(Position annotation lines)
————————

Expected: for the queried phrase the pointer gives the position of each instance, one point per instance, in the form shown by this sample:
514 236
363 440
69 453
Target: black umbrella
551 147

————————

#### REQUIRED WORK
Rewrite the lines above, swapping "umbrella" for "parasol" and leaving everything else unchanged.

#### EXERCISE RESULT
Expected: for the queried phrase the pointer gives the position of each instance, one point per instance, in the form shown by this sample:
514 236
363 440
69 453
Target: black parasol
551 147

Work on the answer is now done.